▶ **Description of the task**: Restate the entries below word for word, leaving nothing out.

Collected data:
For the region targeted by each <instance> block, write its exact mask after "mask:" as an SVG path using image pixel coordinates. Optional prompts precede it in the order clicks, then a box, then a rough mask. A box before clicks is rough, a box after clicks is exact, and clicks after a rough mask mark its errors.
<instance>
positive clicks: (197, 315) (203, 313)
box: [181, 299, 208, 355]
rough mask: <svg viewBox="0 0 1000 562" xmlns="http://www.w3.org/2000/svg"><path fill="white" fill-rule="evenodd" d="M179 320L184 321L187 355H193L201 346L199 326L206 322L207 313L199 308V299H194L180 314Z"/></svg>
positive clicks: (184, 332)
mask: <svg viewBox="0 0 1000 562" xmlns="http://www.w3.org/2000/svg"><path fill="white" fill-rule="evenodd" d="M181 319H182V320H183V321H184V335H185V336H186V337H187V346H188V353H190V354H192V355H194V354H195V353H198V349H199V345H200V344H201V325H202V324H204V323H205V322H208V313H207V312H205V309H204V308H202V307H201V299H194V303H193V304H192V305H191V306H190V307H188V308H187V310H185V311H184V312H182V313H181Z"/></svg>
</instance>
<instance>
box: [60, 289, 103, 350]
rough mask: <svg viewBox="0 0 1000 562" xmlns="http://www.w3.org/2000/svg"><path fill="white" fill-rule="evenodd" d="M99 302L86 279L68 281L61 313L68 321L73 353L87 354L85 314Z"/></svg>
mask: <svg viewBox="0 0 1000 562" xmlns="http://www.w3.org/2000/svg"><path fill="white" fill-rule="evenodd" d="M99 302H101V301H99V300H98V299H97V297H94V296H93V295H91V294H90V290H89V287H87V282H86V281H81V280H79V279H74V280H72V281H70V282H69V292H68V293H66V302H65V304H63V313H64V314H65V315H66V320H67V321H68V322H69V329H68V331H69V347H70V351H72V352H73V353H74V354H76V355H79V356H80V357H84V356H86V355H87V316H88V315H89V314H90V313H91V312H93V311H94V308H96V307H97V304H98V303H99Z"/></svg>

▶ **Task result**:
For the region targeted by each <instance> block, write its exact mask after "mask:" as an SVG path using image pixel coordinates. Optional prompts precede it in the order clicks, then a box, then a rough mask. A box before clicks is rough, a box after clicks is exact, and clicks after a rough mask mark its errors.
<instance>
positive clicks: (197, 315) (203, 313)
box: [181, 299, 208, 355]
rough mask: <svg viewBox="0 0 1000 562" xmlns="http://www.w3.org/2000/svg"><path fill="white" fill-rule="evenodd" d="M179 320L184 321L187 355H193L201 346L199 326L206 322L207 313L199 308V299H194L180 314Z"/></svg>
positive clicks: (184, 332)
mask: <svg viewBox="0 0 1000 562" xmlns="http://www.w3.org/2000/svg"><path fill="white" fill-rule="evenodd" d="M181 319H182V320H183V321H184V335H185V336H186V337H187V346H188V353H190V354H192V355H194V354H195V353H198V349H199V345H200V344H201V325H202V324H204V323H205V322H208V313H207V312H205V309H204V308H202V307H201V299H194V303H193V304H192V305H191V306H190V307H188V308H187V310H185V311H184V312H182V313H181Z"/></svg>
</instance>
<instance>
box: [60, 289, 103, 350]
rough mask: <svg viewBox="0 0 1000 562" xmlns="http://www.w3.org/2000/svg"><path fill="white" fill-rule="evenodd" d="M99 302L86 279L68 281L61 313L68 321L73 353L87 354L85 314Z"/></svg>
mask: <svg viewBox="0 0 1000 562" xmlns="http://www.w3.org/2000/svg"><path fill="white" fill-rule="evenodd" d="M99 302H101V301H99V300H98V299H97V297H94V296H93V295H91V294H90V290H89V287H87V282H86V281H81V280H79V279H74V280H72V281H70V282H69V292H68V293H66V302H65V304H63V313H64V314H65V315H66V320H67V321H68V322H69V329H68V331H69V347H70V351H72V352H73V353H74V354H76V355H79V356H80V357H84V356H86V355H87V316H88V315H89V314H90V313H91V312H93V311H94V308H96V307H97V304H98V303H99Z"/></svg>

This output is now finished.